Excerpt to read: Begin

Work on the front line can mean a number of things, but today we’re talking about the UK welfare state – a catch-all term for a number of different closely related services including social work, the NHS and the criminal justice system. All of these different services have a broad spread of different workers behind the doctors, social workers, and barristers to help keep the wheels turning, from administrators to procurement officers but today we’re looking at those on the front line, outside offices dealing with people every day.
You would expect the justice system to be overwhelming comprised of solicitors and prison warders, but in truth one of the main focusses of the sector is ensuring people don’t go back to prison! Reform, support ad rehabilitation are all vital roles, and that’s why you have a lot of people working in substance misuse jobs, as probation officers or other rehabilitation staff that work to help criminals deal with the addictions, mental health issues or other issues that have contributed to their fall into crime, and start to build the structures that can support them and ensure a successful return to society.

Excerpt to read: End

- [About this exercise] Render this sentence from the passage about front-line welfare work in Spanish: "Work on the front line can mean a number of things, but today we’re talking about the UK welfare state – a catch-all term for a number of different closely related services including social work, the NHS and the criminal justice system." Draw only on the passage about front-line welfare work, with no outside knowledge.

Data excerpts: Begin

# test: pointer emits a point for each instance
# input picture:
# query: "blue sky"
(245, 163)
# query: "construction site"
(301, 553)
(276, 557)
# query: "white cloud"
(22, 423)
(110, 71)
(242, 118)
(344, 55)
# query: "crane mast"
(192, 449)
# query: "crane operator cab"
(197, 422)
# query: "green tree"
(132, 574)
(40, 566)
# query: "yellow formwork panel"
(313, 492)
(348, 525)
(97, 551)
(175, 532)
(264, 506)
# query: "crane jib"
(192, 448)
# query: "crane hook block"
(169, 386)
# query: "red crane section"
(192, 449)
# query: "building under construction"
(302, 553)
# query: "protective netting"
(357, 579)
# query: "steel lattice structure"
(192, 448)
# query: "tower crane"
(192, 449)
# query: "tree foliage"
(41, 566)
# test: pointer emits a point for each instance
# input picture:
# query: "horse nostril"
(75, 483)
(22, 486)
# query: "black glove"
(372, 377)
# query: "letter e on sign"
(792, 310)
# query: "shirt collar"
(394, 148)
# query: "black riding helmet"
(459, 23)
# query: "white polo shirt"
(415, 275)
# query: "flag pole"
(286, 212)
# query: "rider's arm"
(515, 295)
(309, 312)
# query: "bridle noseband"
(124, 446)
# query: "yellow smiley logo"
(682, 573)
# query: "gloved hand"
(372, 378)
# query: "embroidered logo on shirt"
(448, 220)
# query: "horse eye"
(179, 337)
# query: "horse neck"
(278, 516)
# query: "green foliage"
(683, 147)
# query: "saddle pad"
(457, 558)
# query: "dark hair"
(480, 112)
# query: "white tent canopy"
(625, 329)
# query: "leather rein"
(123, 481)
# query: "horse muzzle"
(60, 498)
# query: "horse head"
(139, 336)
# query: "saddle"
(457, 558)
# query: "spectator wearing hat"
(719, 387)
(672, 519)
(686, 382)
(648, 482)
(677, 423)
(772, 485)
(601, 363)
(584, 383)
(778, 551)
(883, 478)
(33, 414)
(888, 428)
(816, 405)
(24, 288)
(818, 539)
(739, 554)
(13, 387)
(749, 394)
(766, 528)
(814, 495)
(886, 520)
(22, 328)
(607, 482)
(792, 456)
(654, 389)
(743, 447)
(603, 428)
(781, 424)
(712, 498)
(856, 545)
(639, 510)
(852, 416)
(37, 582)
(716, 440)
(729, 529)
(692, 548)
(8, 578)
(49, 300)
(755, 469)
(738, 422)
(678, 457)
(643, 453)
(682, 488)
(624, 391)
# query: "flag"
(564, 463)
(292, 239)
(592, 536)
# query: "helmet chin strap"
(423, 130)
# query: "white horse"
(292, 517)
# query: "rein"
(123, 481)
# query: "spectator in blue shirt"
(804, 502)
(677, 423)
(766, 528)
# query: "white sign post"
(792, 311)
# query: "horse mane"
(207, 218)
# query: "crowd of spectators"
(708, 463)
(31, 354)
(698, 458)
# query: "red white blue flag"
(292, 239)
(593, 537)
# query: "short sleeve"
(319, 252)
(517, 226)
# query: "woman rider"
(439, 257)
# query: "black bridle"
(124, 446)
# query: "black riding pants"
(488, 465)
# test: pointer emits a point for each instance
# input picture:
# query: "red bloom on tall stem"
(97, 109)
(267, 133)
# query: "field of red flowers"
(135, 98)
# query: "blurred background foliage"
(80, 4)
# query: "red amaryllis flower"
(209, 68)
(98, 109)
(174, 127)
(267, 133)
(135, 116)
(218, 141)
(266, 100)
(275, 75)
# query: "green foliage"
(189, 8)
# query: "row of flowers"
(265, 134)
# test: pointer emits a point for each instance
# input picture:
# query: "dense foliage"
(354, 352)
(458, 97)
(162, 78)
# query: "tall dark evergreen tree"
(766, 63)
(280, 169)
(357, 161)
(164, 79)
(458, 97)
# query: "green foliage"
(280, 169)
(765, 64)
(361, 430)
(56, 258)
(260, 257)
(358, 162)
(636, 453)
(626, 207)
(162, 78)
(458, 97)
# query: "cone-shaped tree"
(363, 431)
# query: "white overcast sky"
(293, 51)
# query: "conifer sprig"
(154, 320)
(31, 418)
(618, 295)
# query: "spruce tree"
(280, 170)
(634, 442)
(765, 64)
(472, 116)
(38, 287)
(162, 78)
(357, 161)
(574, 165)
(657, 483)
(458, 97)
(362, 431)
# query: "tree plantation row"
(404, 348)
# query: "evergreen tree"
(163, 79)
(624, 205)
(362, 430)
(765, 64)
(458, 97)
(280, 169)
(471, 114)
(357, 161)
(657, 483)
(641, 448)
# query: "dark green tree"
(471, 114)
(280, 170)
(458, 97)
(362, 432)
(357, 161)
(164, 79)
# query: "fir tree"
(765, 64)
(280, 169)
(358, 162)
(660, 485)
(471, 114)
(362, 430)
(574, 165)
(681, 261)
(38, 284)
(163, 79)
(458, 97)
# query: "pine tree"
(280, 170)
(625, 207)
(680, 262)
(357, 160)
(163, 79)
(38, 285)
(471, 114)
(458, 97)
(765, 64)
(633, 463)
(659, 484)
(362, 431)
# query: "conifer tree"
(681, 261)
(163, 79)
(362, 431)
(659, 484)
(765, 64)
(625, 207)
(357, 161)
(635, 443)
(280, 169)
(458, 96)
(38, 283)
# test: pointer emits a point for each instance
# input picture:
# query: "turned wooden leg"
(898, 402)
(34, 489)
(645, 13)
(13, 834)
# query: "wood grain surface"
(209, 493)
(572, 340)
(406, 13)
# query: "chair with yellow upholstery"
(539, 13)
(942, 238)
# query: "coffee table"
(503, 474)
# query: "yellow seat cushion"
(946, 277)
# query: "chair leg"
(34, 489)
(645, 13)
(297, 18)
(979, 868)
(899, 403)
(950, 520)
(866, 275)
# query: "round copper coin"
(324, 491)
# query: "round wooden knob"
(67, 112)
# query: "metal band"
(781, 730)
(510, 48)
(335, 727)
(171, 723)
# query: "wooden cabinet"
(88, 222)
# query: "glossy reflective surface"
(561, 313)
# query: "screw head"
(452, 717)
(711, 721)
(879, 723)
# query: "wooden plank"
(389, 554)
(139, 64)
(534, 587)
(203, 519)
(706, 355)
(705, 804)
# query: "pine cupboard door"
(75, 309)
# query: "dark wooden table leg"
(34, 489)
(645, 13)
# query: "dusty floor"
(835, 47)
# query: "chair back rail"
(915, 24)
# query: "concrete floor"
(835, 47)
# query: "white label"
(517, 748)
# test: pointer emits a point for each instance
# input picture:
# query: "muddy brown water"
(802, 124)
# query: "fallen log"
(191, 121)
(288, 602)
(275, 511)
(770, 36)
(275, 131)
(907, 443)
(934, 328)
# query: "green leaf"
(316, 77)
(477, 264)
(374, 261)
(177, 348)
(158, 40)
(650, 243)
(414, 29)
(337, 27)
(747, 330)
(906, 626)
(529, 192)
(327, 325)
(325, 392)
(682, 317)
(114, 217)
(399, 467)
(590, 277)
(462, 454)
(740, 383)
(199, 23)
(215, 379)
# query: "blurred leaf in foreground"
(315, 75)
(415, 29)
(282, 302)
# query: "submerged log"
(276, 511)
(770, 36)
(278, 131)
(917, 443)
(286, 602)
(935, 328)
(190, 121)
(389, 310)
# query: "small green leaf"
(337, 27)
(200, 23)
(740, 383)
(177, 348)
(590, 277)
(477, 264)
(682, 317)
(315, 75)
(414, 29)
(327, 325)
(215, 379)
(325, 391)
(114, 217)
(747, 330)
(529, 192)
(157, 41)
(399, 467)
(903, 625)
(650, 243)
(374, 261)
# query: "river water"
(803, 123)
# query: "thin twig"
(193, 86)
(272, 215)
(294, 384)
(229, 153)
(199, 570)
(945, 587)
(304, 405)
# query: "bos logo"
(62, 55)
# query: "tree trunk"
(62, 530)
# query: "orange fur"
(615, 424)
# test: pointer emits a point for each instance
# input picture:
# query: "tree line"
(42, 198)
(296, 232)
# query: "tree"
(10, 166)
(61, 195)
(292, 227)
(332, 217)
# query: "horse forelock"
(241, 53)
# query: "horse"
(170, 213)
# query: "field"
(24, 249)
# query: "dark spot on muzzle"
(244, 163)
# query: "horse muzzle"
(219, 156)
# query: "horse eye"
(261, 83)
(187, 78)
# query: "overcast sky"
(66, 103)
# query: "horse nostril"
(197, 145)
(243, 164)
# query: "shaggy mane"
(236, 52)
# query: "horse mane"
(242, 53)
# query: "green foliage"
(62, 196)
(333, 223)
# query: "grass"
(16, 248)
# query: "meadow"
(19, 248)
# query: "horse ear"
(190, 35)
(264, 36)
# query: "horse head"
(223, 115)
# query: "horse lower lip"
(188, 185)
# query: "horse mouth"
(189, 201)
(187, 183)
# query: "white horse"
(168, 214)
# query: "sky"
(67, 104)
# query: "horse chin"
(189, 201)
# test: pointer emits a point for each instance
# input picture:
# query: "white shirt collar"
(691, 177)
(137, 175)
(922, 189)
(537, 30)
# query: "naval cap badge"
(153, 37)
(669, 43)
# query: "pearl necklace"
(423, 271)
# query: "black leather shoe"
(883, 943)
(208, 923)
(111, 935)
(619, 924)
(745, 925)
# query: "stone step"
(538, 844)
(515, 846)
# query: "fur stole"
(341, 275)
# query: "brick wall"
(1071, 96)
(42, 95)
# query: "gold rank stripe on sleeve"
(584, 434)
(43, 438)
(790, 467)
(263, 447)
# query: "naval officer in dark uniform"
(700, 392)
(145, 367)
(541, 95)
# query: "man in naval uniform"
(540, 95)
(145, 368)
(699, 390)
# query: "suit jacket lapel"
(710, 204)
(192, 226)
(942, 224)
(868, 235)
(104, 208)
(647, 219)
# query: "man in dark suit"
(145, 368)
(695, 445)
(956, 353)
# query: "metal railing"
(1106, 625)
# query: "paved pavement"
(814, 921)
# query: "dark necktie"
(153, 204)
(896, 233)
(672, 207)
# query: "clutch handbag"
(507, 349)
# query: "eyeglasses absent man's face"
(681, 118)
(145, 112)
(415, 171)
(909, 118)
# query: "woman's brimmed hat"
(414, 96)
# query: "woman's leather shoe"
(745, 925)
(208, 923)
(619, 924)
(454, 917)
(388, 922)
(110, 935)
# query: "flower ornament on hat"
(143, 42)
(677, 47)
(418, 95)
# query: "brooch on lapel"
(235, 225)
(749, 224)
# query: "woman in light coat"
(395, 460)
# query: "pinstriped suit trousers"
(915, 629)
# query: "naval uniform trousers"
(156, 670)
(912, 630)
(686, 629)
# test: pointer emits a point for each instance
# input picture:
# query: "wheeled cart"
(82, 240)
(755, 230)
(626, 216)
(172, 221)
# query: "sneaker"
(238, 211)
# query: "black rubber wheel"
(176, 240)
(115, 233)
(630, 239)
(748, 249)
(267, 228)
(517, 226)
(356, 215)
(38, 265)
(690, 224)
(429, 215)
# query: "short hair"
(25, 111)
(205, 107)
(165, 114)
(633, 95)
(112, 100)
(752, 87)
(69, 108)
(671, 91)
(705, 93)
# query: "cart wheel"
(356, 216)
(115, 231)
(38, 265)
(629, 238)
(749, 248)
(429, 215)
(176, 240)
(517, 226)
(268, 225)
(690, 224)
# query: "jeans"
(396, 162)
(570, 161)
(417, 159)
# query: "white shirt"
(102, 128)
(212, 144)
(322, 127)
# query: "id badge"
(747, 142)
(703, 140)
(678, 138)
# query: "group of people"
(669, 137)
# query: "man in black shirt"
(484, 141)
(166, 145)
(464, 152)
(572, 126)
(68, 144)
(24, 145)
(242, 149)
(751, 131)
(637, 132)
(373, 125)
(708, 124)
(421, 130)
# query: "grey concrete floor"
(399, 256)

Data excerpts: End

- [Output] Trabajar en primera línea puede significar varias cosas, pero hoy hablamos del Estado del bienestar del Reino Unido, un término general que abarca varios servicios distintos y estrechamente relacionados, entre ellos el trabajo social, el NHS y el sistema de justicia penal.